*Material*
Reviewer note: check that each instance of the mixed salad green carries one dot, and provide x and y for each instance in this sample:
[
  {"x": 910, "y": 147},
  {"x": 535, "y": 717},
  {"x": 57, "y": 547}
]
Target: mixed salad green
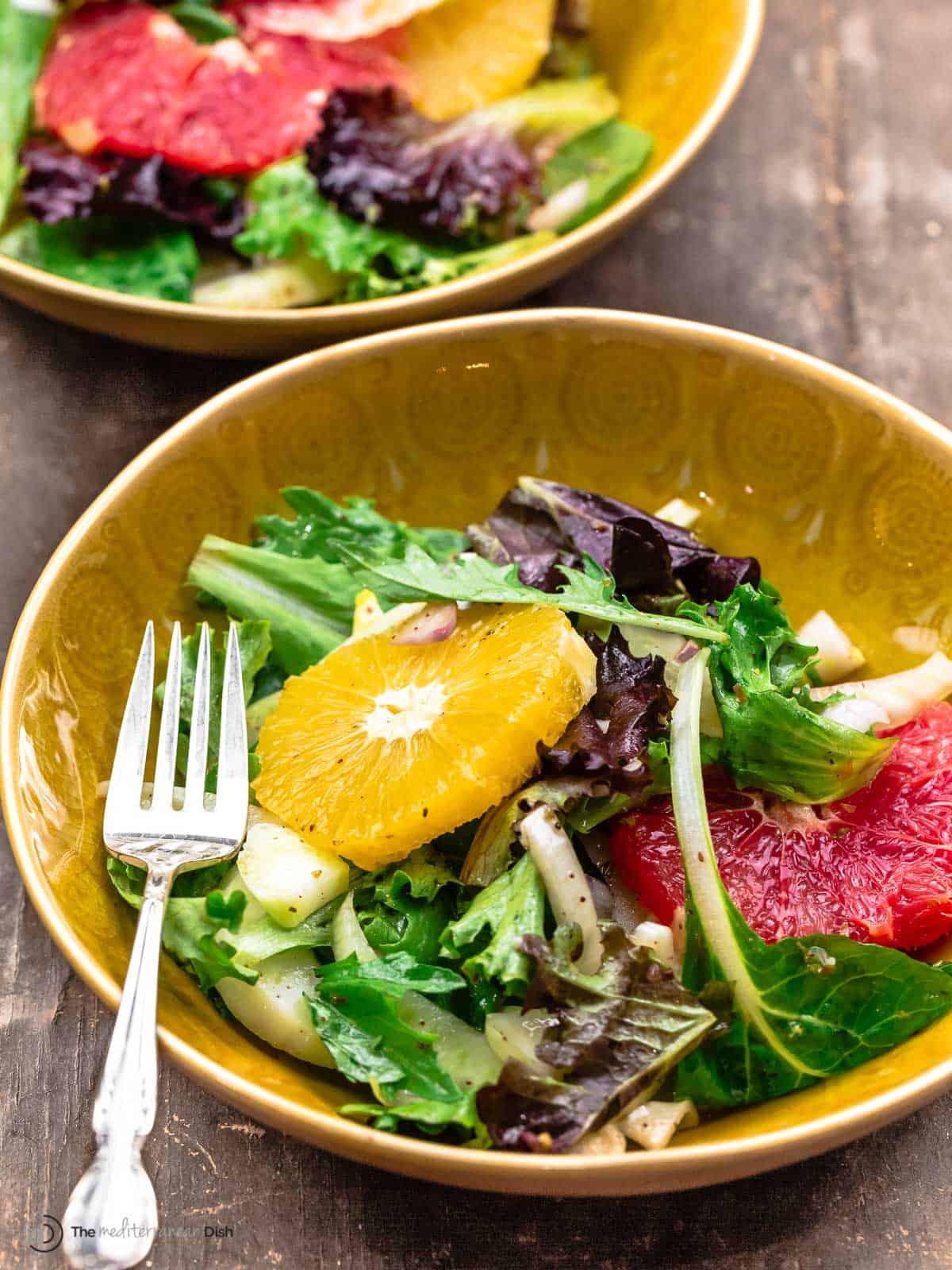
[
  {"x": 222, "y": 154},
  {"x": 663, "y": 920}
]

*Exercise goal*
Rewrite the records with "mixed salad green" replaced by "leafy salad green" and everything else left as it is, and leave the pictures out.

*Response for this exercise*
Reviewer note: check that each instance of the leafy salad green carries one dot, and provide x and y for each instance in this sample:
[
  {"x": 910, "y": 147},
  {"x": 535, "y": 717},
  {"x": 57, "y": 547}
]
Target: leafy salad green
[
  {"x": 222, "y": 154},
  {"x": 663, "y": 920}
]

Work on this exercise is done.